## PROBLEM:
Please give the entries again from the start through the line with "positive clicks: (238, 235)", both ends included, swapping "rough mask" for "coarse mask" and changing nothing else. Leave the pictures out of your answer.

## INPUT DATA:
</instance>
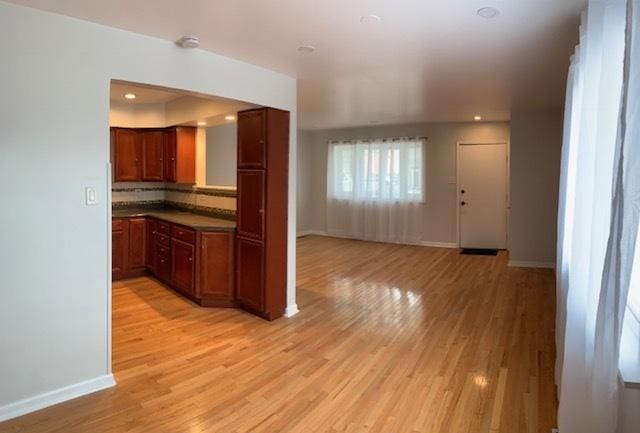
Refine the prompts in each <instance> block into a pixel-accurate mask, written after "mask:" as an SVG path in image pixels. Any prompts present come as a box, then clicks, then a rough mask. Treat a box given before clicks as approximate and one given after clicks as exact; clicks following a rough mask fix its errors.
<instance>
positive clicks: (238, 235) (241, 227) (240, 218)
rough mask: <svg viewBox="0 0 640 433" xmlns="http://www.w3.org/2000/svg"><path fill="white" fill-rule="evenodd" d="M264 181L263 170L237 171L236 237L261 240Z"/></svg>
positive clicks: (262, 211)
mask: <svg viewBox="0 0 640 433" xmlns="http://www.w3.org/2000/svg"><path fill="white" fill-rule="evenodd" d="M264 181H265V171H264V170H238V183H237V185H238V191H239V193H238V197H237V212H236V216H237V220H238V236H241V237H244V238H249V239H257V240H263V232H264V223H265V219H264V204H265V203H264V195H265V183H264Z"/></svg>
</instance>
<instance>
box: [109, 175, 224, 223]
mask: <svg viewBox="0 0 640 433" xmlns="http://www.w3.org/2000/svg"><path fill="white" fill-rule="evenodd" d="M111 192H112V204H113V207H123V206H127V207H129V206H151V205H157V206H162V205H168V206H171V207H176V208H179V209H185V210H190V211H193V212H198V213H204V214H209V215H214V216H218V217H224V218H233V219H235V214H236V191H235V189H226V188H224V189H222V188H206V187H204V188H203V187H196V186H192V185H177V184H168V183H158V182H136V183H114V184H113V185H112V188H111Z"/></svg>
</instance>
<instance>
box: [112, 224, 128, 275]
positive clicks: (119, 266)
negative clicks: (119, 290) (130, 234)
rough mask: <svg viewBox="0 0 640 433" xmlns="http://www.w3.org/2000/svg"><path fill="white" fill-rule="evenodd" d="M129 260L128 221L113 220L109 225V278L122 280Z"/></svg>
mask: <svg viewBox="0 0 640 433" xmlns="http://www.w3.org/2000/svg"><path fill="white" fill-rule="evenodd" d="M128 258H129V221H128V220H126V219H114V220H113V222H112V223H111V278H112V279H113V280H118V279H120V278H123V276H124V275H125V273H126V271H127V260H128Z"/></svg>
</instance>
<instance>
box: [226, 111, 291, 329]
mask: <svg viewBox="0 0 640 433" xmlns="http://www.w3.org/2000/svg"><path fill="white" fill-rule="evenodd" d="M288 173H289V112H287V111H281V110H277V109H274V108H259V109H254V110H247V111H242V112H240V113H238V194H237V197H238V201H237V239H236V244H237V245H236V296H237V300H238V302H239V303H240V304H241V305H242V306H243V307H244V308H246V309H247V310H249V311H251V312H253V313H256V314H258V315H260V316H262V317H264V318H266V319H268V320H274V319H276V318H278V317H281V316H283V315H284V312H285V307H286V287H287V206H288V197H287V192H288Z"/></svg>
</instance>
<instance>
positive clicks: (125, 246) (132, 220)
mask: <svg viewBox="0 0 640 433" xmlns="http://www.w3.org/2000/svg"><path fill="white" fill-rule="evenodd" d="M145 238H146V222H145V218H117V219H113V220H112V223H111V278H112V279H113V280H119V279H122V278H132V277H139V276H141V275H144V272H145V245H146V242H145V240H146V239H145Z"/></svg>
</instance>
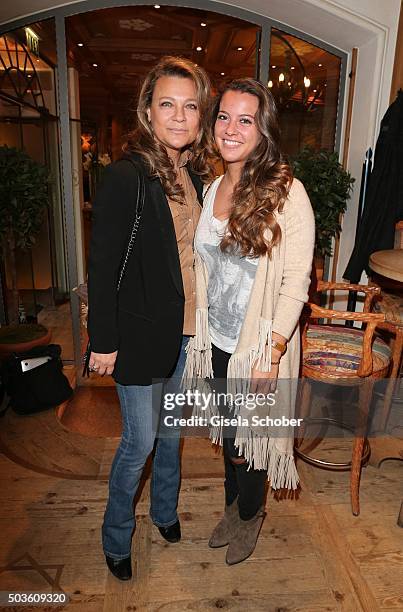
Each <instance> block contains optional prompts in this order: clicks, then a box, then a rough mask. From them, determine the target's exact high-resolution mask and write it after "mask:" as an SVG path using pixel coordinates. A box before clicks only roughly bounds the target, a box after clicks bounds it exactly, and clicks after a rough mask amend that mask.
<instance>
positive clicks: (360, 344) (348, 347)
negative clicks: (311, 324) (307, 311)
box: [303, 325, 390, 377]
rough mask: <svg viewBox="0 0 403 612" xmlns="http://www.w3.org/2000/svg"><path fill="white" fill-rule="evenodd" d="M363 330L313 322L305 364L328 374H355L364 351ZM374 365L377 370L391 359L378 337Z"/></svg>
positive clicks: (303, 362) (342, 374)
mask: <svg viewBox="0 0 403 612" xmlns="http://www.w3.org/2000/svg"><path fill="white" fill-rule="evenodd" d="M363 337H364V332H363V331H361V330H359V329H355V328H351V327H344V326H342V325H310V326H309V327H308V330H307V347H306V348H305V349H304V354H303V365H304V366H307V367H308V368H310V369H311V368H314V369H318V370H320V372H321V373H323V374H324V375H325V376H326V374H328V375H329V376H340V377H343V376H348V377H351V376H354V374H356V372H357V370H358V367H359V364H360V359H361V354H362V341H363ZM372 356H373V368H374V370H373V371H374V372H378V371H379V370H382V369H383V368H384V367H386V366H387V365H388V364H389V362H390V349H389V347H388V345H387V344H386V343H385V342H384V341H383V340H382V339H381V338H379V337H375V340H374V342H373V345H372Z"/></svg>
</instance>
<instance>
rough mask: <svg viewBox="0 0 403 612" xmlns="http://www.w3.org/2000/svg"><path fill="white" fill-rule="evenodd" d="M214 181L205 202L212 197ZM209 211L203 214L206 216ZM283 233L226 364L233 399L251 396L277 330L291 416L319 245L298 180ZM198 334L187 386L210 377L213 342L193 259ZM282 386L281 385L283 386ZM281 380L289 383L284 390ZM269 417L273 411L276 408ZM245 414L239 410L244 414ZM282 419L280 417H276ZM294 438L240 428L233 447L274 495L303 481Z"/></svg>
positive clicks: (282, 364) (249, 427)
mask: <svg viewBox="0 0 403 612" xmlns="http://www.w3.org/2000/svg"><path fill="white" fill-rule="evenodd" d="M221 178H222V177H219V178H218V179H216V181H217V182H216V184H214V183H213V185H212V188H211V189H209V190H208V192H207V195H206V199H207V198H209V197H210V198H213V197H215V193H216V188H217V186H218V184H219V183H218V182H219V181H220V180H221ZM206 209H207V206H205V207H204V210H203V212H202V215H203V213H204V214H206V213H205V211H206ZM276 219H277V222H278V223H279V225H280V227H281V234H282V237H281V242H280V244H279V245H278V246H277V247H275V248H274V249H273V251H272V257H271V259H269V258H268V257H267V256H262V257H260V259H259V262H258V265H257V269H256V276H255V280H254V284H253V287H252V291H251V294H250V298H249V302H248V306H247V310H246V314H245V319H244V321H243V324H242V328H241V331H240V335H239V339H238V344H237V347H236V349H235V352H234V353H233V355H231V358H230V360H229V364H228V371H227V378H228V388H227V391H228V393H232V394H234V395H235V394H237V393H243V394H246V393H248V389H249V382H250V376H251V370H252V365H254V364H256V366H257V368H258V369H259V370H261V371H264V372H267V371H270V369H271V334H272V330H273V331H275V332H277V333H278V334H281V335H282V336H284V337H285V338H287V339H288V345H287V351H286V352H285V354H284V355H283V356H282V358H281V360H280V366H279V385H278V393H277V397H278V396H279V394H280V397H281V401H276V405H277V406H281V414H285V415H286V416H287V417H289V418H291V417H293V415H294V406H295V394H296V383H297V380H298V374H299V360H300V337H299V327H298V321H299V317H300V314H301V310H302V307H303V304H304V302H306V300H307V298H308V288H309V283H310V273H311V266H312V258H313V249H314V241H315V222H314V216H313V211H312V208H311V204H310V202H309V198H308V196H307V194H306V191H305V189H304V187H303V185H302V183H301V182H300V181H298V180H297V179H294V180H293V183H292V185H291V188H290V191H289V195H288V198H287V200H286V202H285V204H284V208H283V211H282V213H277V214H276ZM195 266H196V335H195V336H194V338H191V340H190V341H189V344H188V347H187V360H186V366H185V374H184V381H185V384H188V385H192V384H193V385H194V384H195V381H196V380H199V381H200V380H203V379H206V378H212V377H213V375H214V374H213V369H212V360H211V342H210V334H209V328H208V303H207V286H208V273H207V268H206V266H205V264H204V262H203V260H202V259H201V257H200V256H199V255H198V253H197V252H196V263H195ZM280 379H281V380H280ZM283 379H284V380H287V381H288V384H285V385H284V384H283ZM267 410H269V412H270V416H271V417H273V418H274V417H275V416H276V415H275V412H276V410H275V409H274V411H273V409H272V408H271V409H267V406H266V411H267ZM240 412H241V414H242V408H241V409H240ZM279 415H280V412H278V411H277V416H279ZM293 437H294V436H293V431H292V430H291V431H290V428H287V431H286V433H285V434H284V435H281V434H280V435H279V433H278V431H276V435H275V436H270V434H269V430H268V429H267V428H264V427H260V428H259V427H258V428H256V427H253V428H252V427H251V426H248V427H246V428H245V427H243V426H241V425H239V426H238V427H237V434H236V437H235V445H236V447H237V448H238V450H239V454H243V456H244V457H245V459H246V460H247V461H248V463H249V465H250V466H253V467H254V468H255V469H267V472H268V480H270V482H271V486H272V487H273V488H274V489H276V488H282V487H286V488H291V489H295V488H296V487H297V484H298V481H299V477H298V473H297V470H296V467H295V463H294V455H293V442H294V440H293ZM211 438H212V440H213V442H216V443H217V442H218V443H222V432H221V431H220V428H219V427H218V428H217V427H216V428H212V430H211Z"/></svg>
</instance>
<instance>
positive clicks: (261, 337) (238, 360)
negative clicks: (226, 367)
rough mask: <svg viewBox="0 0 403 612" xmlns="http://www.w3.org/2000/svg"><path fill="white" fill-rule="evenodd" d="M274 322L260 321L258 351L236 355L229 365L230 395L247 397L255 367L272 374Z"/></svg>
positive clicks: (257, 346)
mask: <svg viewBox="0 0 403 612" xmlns="http://www.w3.org/2000/svg"><path fill="white" fill-rule="evenodd" d="M272 328H273V324H272V321H269V320H268V319H262V318H261V319H260V321H259V336H258V345H257V350H256V349H255V348H252V349H249V351H244V352H242V353H236V352H235V353H234V354H233V355H232V356H231V358H230V360H229V363H228V393H230V394H231V395H232V396H233V397H235V395H237V394H238V393H241V394H243V395H247V393H249V388H250V377H251V373H252V367H253V365H256V367H258V369H259V370H260V371H261V372H271V339H272Z"/></svg>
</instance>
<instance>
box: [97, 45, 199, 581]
mask: <svg viewBox="0 0 403 612" xmlns="http://www.w3.org/2000/svg"><path fill="white" fill-rule="evenodd" d="M209 95H210V85H209V81H208V78H207V76H206V74H205V73H204V71H203V70H202V69H201V68H199V67H197V66H196V65H195V64H193V63H192V62H190V61H188V60H186V59H182V58H174V57H167V58H164V59H163V60H161V62H160V63H159V64H158V65H156V66H155V67H154V68H153V69H152V70H151V71H150V73H149V74H148V76H147V78H146V79H145V81H144V84H143V86H142V89H141V92H140V97H139V102H138V110H137V112H138V128H137V130H136V131H135V132H134V133H133V134H132V135H131V137H130V138H129V140H128V143H127V145H126V147H125V156H124V157H123V159H121V160H119V161H117V162H116V163H114V164H112V165H111V166H110V167H109V168H108V170H107V172H106V173H105V179H104V181H103V184H102V186H101V188H100V190H99V191H98V193H97V197H96V201H95V204H94V221H93V227H92V236H91V248H90V259H89V274H88V277H89V278H88V292H89V318H88V331H89V337H90V342H91V348H92V353H91V356H90V368H91V369H92V370H93V371H97V372H98V374H100V375H104V374H112V375H113V377H114V379H115V381H116V385H117V391H118V395H119V400H120V406H121V411H122V422H123V433H122V439H121V441H120V445H119V447H118V449H117V452H116V455H115V458H114V461H113V464H112V469H111V473H110V479H109V499H108V504H107V507H106V511H105V517H104V523H103V529H102V536H103V548H104V552H105V556H106V562H107V565H108V567H109V569H110V570H111V572H112V573H113V574H114V575H115V576H116V577H117V578H119V579H121V580H127V579H129V578H130V577H131V576H132V570H131V538H132V533H133V530H134V527H135V516H134V509H133V498H134V495H135V493H136V491H137V488H138V485H139V482H140V477H141V475H142V472H143V468H144V465H145V462H146V460H147V458H148V456H149V455H150V453H151V452H152V450H153V447H154V446H155V455H154V460H153V468H152V483H151V509H150V514H151V518H152V521H153V522H154V524H155V525H156V526H157V527H158V528H159V531H160V533H161V535H162V536H163V537H164V538H165V539H166V540H167V541H169V542H177V541H178V540H179V539H180V537H181V533H180V524H179V519H178V514H177V501H178V490H179V480H180V468H179V432H178V431H175V430H171V431H170V432H169V433H168V434H166V435H163V433H162V434H161V436H159V437H158V439H157V441H156V443H155V437H156V430H157V428H158V418H159V408H160V405H159V401H160V400H159V398H160V394H161V383H159V382H156V381H158V380H161V379H166V378H167V377H168V376H171V375H173V376H175V377H180V376H181V374H182V371H183V367H184V361H185V353H184V347H185V344H186V343H187V341H188V339H189V336H192V335H193V334H194V333H195V295H194V286H195V278H194V266H193V237H194V231H195V227H196V224H197V222H198V219H199V215H200V210H201V208H200V204H199V201H198V198H200V195H201V189H202V181H201V178H203V177H207V176H208V175H209V167H208V164H207V161H206V160H207V154H208V147H207V144H206V140H205V136H204V130H203V117H204V114H205V111H206V108H207V105H208V102H209ZM132 162H134V164H133V163H132ZM140 175H141V176H142V177H143V181H144V183H145V202H144V208H143V212H142V217H141V222H140V227H139V230H138V234H137V237H136V240H135V243H134V248H133V251H132V253H131V254H130V256H129V259H128V262H127V266H126V269H125V274H124V276H123V279H122V283H121V286H120V289H119V294H118V295H117V291H116V286H117V281H118V275H119V270H120V268H121V265H122V259H123V258H124V256H125V251H126V249H127V245H128V241H129V237H130V231H131V228H132V225H133V215H134V211H135V207H136V199H137V198H138V187H139V181H140V178H139V177H140ZM153 382H154V383H155V384H153ZM153 402H154V406H153Z"/></svg>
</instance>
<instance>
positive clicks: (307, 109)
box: [269, 28, 341, 154]
mask: <svg viewBox="0 0 403 612" xmlns="http://www.w3.org/2000/svg"><path fill="white" fill-rule="evenodd" d="M340 69H341V59H340V58H339V57H337V56H336V55H333V54H332V53H329V52H328V51H325V50H324V49H321V48H320V47H318V46H316V45H313V44H312V43H310V42H307V41H305V40H302V39H301V38H297V37H296V36H292V35H291V34H287V33H286V32H283V31H281V30H278V29H276V28H273V29H272V31H271V47H270V71H269V87H270V88H271V91H272V93H273V95H274V97H275V100H276V103H277V107H278V109H279V114H280V124H281V130H282V139H283V150H284V151H285V152H286V153H289V154H294V153H296V152H298V151H299V150H300V149H302V147H303V146H304V145H310V146H312V147H314V148H315V149H328V150H333V149H334V144H335V135H336V118H337V106H338V98H339V82H340Z"/></svg>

## ANSWER TO THIS TASK:
</instance>
Refine the prompts in each <instance> block into a pixel-accurate mask, written after "mask:" as an SVG path in image pixels. Any prompts present come as a box, then clicks, then a coarse mask. Treat a box given before clicks as approximate and one given after clicks as exact; clicks following a coarse mask fix its errors.
<instance>
positive clicks: (238, 235) (241, 227) (240, 218)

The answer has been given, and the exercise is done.